## Text
+---+

SEATTLE (AP) -Less than a day after they fired their coach and general manager, the Seattle SuperSonics almost have as many candidates as they’ve had wins recently.
The team that recently ended its worst season in 21 years began its search Wednesday to replace Bob Hill and Rick Sund. First-year Sonics owner Clay Bennett, who fired the coach and GM after Seattle finished 31-51, is leading the searches with team vice chairman Lenny Wilkens.
“He really intends to be heavily involved,” Bennett spokesman Jim Kneeland said of the owner, disputing the idea that the Sonics’ sixth coach in nine years and a new GM are Wilkens’ men to choose while Bennett searches for the team’s home beyond next season.
Rick Adelman, the former Portland, Golden State and Sacramento coach; and former Sonics assistant and Minnesota coach Dwane Casey are emerging as top candidates who have experience running an NBA team. That would seem a requirement, because Bennett has only one basketball man he trusts currently in Seattle: Wilkens.
A message left for Wilkens was returned by team spokesman Tom Savage. He said Wilkens would not speak about the searches on Wednesday, but may soon.
These explorations have a twist: Whoever accepts the jobs won’t know where they will be working in 12 months.
Last week, Bennett said the Sonics will likely move following the after next season, their 41st in Seattle. That’s because his proposal to use public money to fund the majority of a $500 million suburban arena failed to even make it to a vote in the state Legislature.
“We’re open to suggestions, but right now we don’t see a way to do this here,” Kneeland said Bennett told a closed-door meeting of Seattle’s convention and visitors bureau on Wednesday. “We’re at the point where we’ve got to start looking at other options.”

+---+

## Work request 1
For each statement, say yes or no depending on whether the SuperSonics article supports it, and quote the words that decide it: (a) Seattle finished the season 31-51; (b) Wilkens spoke about the searches on Wednesday; (c) Bennett's arena proposal reached a vote in the state Legislature.
## Work request 2
Reproduce the part of the SuperSonics article starting at "Last week, Bennett" and ending at "the state Legislature.".
The items that come next are from a different source.

## Excerpted data
+---+

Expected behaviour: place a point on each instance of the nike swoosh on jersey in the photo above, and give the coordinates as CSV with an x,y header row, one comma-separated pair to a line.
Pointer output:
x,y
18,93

+---+

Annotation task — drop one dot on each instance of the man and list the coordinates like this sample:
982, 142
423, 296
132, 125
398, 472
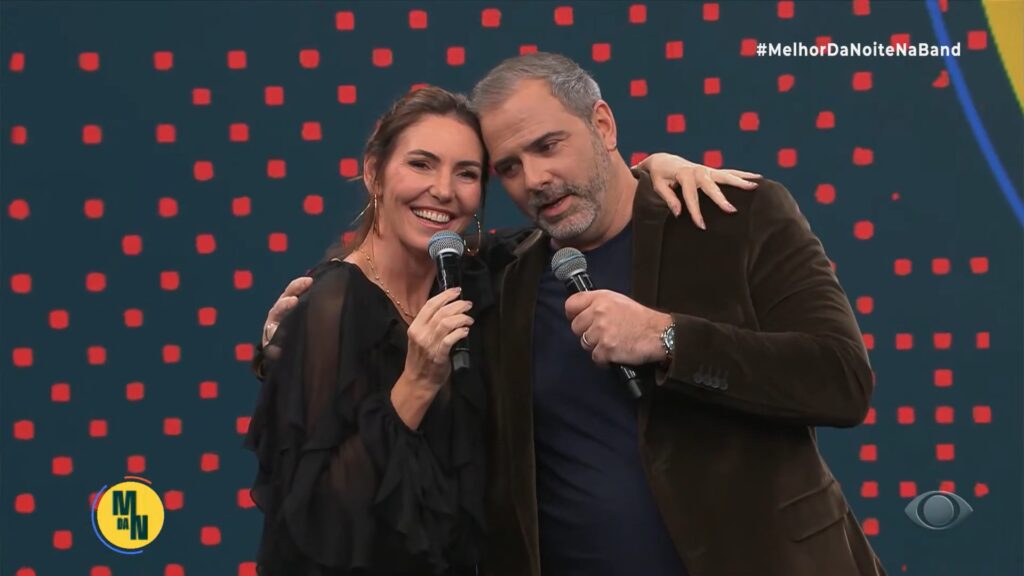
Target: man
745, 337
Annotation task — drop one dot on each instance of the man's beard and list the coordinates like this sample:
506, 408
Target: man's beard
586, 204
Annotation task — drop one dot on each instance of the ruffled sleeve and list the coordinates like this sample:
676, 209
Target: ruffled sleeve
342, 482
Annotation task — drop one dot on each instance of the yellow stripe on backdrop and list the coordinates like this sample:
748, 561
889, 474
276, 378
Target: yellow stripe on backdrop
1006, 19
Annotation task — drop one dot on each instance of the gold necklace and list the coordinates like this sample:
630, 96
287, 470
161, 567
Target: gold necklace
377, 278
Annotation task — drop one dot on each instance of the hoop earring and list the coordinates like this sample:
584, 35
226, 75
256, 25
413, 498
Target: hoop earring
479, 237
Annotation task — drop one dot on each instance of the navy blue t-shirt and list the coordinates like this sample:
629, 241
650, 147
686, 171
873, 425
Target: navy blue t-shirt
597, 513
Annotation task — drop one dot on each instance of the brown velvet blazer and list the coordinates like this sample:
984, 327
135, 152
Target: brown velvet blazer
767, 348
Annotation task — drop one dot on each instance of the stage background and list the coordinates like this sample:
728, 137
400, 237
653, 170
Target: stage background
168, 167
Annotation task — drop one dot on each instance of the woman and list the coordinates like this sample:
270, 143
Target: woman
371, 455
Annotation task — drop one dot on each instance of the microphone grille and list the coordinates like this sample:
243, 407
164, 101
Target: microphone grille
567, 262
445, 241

+---+

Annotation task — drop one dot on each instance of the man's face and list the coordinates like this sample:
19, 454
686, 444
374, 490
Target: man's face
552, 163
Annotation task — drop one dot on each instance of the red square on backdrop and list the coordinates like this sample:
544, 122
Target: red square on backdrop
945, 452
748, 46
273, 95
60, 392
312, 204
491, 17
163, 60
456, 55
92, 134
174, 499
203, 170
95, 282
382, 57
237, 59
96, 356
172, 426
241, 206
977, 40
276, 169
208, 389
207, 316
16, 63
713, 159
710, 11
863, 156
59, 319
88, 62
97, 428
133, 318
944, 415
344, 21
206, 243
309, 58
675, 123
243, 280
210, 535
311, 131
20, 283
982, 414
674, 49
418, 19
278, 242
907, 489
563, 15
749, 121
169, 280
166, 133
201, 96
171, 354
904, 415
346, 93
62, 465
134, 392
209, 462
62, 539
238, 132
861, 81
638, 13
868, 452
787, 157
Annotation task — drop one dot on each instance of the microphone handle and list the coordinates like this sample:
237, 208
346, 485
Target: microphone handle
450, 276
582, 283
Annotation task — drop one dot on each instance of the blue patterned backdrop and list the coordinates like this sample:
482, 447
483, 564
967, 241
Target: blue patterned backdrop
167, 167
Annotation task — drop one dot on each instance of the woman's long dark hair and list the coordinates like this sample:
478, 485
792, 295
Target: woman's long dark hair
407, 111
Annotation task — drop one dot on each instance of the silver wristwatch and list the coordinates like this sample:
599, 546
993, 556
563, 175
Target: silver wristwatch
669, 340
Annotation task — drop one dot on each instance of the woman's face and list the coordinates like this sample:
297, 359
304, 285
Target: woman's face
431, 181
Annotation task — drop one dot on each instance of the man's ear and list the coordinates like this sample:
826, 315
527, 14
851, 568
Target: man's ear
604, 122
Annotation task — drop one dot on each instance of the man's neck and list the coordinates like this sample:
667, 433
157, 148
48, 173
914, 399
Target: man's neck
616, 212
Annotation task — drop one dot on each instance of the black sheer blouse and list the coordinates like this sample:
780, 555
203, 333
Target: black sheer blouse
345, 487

+---+

## Worked solution 1
(a) Yes: "after Seattle finished 31-51"
(b) No: "He said Wilkens would not speak about the searches on Wednesday, but may soon."
(c) No: "failed to even make it to a vote in the state Legislature"

## Worked solution 2
Last week, Bennett said the Sonics will likely move following the after next season, their 41st in Seattle. That’s because his proposal to use public money to fund the majority of a $500 million suburban arena failed to even make it to a vote in the state Legislature.